▶ To be done
Could you rewrite everything from the line containing "Where can the walking" down to the end of the lines, with "Target" changed to "Label" and nothing else altered?

====================

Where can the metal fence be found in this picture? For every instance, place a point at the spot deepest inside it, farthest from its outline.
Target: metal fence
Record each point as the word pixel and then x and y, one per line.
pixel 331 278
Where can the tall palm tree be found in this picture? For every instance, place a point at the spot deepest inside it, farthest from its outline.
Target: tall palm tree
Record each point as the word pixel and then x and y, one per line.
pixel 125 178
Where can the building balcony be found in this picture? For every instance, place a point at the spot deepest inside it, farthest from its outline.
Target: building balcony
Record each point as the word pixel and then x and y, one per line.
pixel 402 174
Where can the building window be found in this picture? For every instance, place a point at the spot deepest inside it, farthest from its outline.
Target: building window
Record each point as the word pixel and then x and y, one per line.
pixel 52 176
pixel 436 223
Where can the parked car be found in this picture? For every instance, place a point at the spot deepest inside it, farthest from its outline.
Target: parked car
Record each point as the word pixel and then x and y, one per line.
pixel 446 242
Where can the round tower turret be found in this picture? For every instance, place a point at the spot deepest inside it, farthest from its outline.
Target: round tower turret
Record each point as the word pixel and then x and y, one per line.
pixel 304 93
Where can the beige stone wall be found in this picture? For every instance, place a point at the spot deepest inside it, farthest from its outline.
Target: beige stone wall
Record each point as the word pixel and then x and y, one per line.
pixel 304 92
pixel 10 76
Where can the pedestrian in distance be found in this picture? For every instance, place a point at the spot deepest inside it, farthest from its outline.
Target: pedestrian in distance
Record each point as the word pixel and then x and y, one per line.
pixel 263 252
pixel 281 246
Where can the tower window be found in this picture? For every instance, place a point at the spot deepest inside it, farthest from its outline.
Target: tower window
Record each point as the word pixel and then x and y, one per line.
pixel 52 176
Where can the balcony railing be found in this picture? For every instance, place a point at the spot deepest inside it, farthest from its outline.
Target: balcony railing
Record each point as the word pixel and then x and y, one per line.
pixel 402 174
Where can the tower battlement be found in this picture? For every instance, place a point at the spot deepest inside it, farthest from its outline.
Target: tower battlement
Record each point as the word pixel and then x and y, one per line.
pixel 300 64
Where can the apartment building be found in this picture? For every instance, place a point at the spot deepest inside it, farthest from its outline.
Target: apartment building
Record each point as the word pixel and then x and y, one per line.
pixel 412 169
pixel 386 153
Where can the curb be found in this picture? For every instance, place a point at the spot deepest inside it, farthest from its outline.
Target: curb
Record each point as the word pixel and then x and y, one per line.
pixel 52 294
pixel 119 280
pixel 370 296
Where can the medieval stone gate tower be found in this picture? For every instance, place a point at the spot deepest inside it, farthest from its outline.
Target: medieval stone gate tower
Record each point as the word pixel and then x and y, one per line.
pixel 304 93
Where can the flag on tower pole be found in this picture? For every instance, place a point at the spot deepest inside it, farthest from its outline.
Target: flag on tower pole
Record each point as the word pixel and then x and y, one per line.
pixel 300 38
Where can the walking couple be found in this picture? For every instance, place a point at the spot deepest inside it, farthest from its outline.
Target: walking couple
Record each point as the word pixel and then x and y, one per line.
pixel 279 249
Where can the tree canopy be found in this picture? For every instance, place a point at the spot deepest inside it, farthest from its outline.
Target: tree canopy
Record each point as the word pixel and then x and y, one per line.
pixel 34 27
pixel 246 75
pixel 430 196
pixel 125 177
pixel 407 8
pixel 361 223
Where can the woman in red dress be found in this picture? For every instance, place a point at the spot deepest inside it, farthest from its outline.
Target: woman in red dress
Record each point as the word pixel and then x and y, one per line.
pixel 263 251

====================

▶ Result of the task
Where can the walking couple be found in this picture? For every instance, place a point at the spot deepest inside it, farthest from its outline.
Label: walking couple
Record each point as the word pixel and then x and y, one per line.
pixel 279 249
Where can the tree canopy be found in this picture? For every instance, place a point at the spot deepest inside it, farthest from its outline.
Label: tree canopy
Record each point as the word pixel and then x and y, one per line.
pixel 34 27
pixel 246 75
pixel 430 196
pixel 125 177
pixel 407 8
pixel 361 223
Where can the woman in red dress be found in this picture? For every instance, place a point at the spot deepest inside it, farthest from its outline.
Label: woman in red dress
Record each point as the word pixel and then x and y, one per line.
pixel 263 251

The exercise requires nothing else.